To be done:
Write out all the material exactly. Leave nothing out.

[Pointing dataset records]
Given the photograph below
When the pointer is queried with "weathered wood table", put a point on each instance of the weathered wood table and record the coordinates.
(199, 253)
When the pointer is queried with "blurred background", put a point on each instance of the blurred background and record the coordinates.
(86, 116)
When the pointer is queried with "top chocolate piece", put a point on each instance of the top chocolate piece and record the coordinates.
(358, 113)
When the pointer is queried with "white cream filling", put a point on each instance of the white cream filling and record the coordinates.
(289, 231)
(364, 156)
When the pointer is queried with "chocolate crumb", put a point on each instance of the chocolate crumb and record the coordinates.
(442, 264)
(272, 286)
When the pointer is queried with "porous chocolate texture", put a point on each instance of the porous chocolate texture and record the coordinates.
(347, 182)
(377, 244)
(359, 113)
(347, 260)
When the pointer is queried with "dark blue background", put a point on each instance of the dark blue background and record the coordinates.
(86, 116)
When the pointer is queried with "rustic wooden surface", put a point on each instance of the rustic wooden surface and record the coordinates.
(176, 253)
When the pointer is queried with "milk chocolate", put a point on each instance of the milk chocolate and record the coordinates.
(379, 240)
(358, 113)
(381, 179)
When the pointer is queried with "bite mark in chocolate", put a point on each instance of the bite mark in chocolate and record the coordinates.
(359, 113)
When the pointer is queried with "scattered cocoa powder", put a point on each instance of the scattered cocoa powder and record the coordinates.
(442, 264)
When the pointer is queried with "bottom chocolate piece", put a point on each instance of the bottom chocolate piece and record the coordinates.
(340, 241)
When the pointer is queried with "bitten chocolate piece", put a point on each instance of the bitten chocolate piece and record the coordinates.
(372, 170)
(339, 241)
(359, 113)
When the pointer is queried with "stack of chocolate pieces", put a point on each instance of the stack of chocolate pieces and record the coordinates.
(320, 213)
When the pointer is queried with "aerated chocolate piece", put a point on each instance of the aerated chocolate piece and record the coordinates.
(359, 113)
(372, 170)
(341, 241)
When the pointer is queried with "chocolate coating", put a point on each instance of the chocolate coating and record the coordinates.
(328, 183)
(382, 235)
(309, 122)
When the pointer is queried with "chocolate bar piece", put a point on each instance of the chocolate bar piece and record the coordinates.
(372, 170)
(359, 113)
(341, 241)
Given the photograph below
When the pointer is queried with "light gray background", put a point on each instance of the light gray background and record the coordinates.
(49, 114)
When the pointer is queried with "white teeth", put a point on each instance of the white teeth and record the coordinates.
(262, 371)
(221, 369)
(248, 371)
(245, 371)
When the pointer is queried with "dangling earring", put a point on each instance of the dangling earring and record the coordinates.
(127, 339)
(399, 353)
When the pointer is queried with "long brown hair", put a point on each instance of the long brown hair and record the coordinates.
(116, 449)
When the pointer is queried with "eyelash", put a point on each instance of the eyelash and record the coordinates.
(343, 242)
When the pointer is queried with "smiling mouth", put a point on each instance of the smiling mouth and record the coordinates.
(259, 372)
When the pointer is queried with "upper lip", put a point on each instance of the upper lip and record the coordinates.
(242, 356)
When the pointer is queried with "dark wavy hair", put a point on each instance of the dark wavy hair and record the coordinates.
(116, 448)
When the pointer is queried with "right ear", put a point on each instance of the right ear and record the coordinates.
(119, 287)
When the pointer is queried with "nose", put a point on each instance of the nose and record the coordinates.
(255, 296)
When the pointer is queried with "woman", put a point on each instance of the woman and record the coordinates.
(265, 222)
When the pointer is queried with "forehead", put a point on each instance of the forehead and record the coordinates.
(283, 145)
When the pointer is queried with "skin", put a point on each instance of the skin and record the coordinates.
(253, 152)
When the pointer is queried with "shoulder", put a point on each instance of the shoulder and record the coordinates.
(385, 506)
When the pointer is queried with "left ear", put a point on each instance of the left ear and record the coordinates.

Exercise result:
Given the photograph below
When the pointer is queried with "weathered wood table", put a point on each instance of the weathered wood table and record the coordinates.
(199, 253)
When the pointer is queried with "blurred background", put a point on each instance of the blurred background and record the coordinates.
(86, 116)
When the pointer is queried with "top chocolate piece", put a point on each instance of the top chocolate piece and record the coordinates.
(358, 113)
When the pointer is queried with "white cream filling", put a point on each instance of the white cream filling and record the coordinates.
(289, 231)
(364, 156)
When the pointer is queried with "chocolate crumb", put a point on each instance of the chocolate crumb and record the coordinates.
(442, 264)
(272, 286)
When the pointer is queried with "porous chocolate texture", put a point on each instance of the porous chocolate texture and record the coordinates.
(347, 182)
(377, 244)
(359, 113)
(347, 260)
When the pointer is queried with "dark blue background", put a point on each instance of the dark blue background and record the coordinates.
(86, 116)
When the pointer is queried with "rustic wooden surface", put a point on each instance of the rustic wooden surface and record the coordinates.
(176, 253)
When the pointer is queried with "milk chocolate", put a point on each instance of the milk chocolate and record the coordinates.
(379, 240)
(358, 113)
(381, 179)
When the pointer is queried with "bite mark in chocolate", put a point on each instance of the bite mark in chocolate and record the coordinates.
(359, 113)
When the pointer is queried with "scattered cocoa powder", put a point on each instance of the scattered cocoa powder and record the coordinates.
(442, 264)
When the pointer is queried with "bottom chocolate piece", put a point on each instance of the bottom chocolate piece and record the coordinates.
(340, 241)
When the pointer is queried with "bitten chocolate piece", put a point on each instance of the bitten chocolate piece and record the coordinates.
(372, 170)
(339, 241)
(359, 113)
When the pointer is queried with "stack of chocolate pieces", put a point on each instance of the stack of chocolate pieces and record the coordinates.
(320, 213)
When the pointer is queried with "aerated chocolate piece", put a point on each instance of the aerated chocolate piece and record the coordinates.
(359, 113)
(372, 170)
(341, 241)
When the pointer is queried with "chocolate coating", put a point on each instance of the chocolate coating and record the coordinates.
(328, 183)
(382, 235)
(309, 122)
When the pointer is queried with "chocolate bar piece", put a point on each instance of the chocolate bar piece and record the coordinates.
(372, 170)
(359, 113)
(341, 241)
Given the photograph below
When the pointer is queried with "light gray background", put a point on each instance of the light gray background and record the coordinates.
(49, 114)
When the pointer is queried with "white teeth", put a point on each instance of the white teeth and record the coordinates.
(262, 371)
(221, 369)
(248, 371)
(245, 371)
When the pointer is queried with "dangling earring", put a point on each instance of the dangling earring and record the coordinates.
(127, 339)
(399, 353)
When the pointer is queried with "long brown hair", put a point on each instance of the long brown hair and record the coordinates.
(116, 449)
When the pointer is queried with "eyelash", put a point on each instance of the eyelash and record the coordinates.
(343, 242)
When the pointer is queried with "smiling mouth", put a point on each instance of the smiling mouth and record the coordinates.
(259, 372)
When the pointer is queried with "upper lip", put a point on each instance of the upper lip and record the coordinates.
(242, 356)
When the pointer is queried with "dark wavy hair", put a point on each instance of the dark wavy hair and record the coordinates.
(116, 448)
When the pointer is queried with "right ear", put a point on each instance of the right ear and record the coordinates.
(119, 287)
When the pointer is queried with "nose", put a point on each instance of the nose and record the coordinates.
(255, 296)
When the pointer is queried with "woman", put a point on each instance of the woman and record the coordinates.
(265, 222)
When the pointer is queried with "forehead", put a point on each instance of the forehead and record the coordinates.
(283, 145)
When the pointer is queried with "skin", put a point on each instance of the skin and record the coordinates.
(253, 152)
When the pointer is queried with "shoulder", put a point on each instance of the shoulder and record the coordinates.
(385, 506)
When the pointer is queried with "left ear", put a point on each instance of the left ear and record the coordinates.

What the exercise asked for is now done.